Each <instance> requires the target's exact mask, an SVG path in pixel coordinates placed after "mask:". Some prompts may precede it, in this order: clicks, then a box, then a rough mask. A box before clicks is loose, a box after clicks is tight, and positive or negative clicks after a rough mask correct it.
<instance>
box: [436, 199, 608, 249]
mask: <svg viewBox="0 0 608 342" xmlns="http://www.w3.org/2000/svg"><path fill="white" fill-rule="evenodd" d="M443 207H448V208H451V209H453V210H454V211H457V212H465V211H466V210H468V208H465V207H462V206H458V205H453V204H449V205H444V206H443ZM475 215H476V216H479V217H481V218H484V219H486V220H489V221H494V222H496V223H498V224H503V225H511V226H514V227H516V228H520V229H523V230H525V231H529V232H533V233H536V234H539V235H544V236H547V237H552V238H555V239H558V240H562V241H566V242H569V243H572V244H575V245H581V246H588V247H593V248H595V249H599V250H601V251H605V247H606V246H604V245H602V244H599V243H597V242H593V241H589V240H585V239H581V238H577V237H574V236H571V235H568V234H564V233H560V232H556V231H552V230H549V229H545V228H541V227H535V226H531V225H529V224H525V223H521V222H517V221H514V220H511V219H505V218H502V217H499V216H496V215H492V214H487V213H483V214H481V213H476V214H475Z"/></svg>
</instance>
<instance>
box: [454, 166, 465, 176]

What the exercise asks: Lay out the lines from the beginning of the rows through the line containing "box: [436, 199, 608, 249]" as a numbered list, including both ends and omitting any blank lines.

Output for this task:
1. Each <instance> requires the target's exact mask, an SVG path in pixel coordinates placed after "mask:". Some prompts may precede it, in this order: clicks, then a box, then a rough mask. A box before clicks is loose, a box after clicks is tight, and positive or negative clicks after a rough mask correct it.
2. <instance>
3. box: [436, 199, 608, 249]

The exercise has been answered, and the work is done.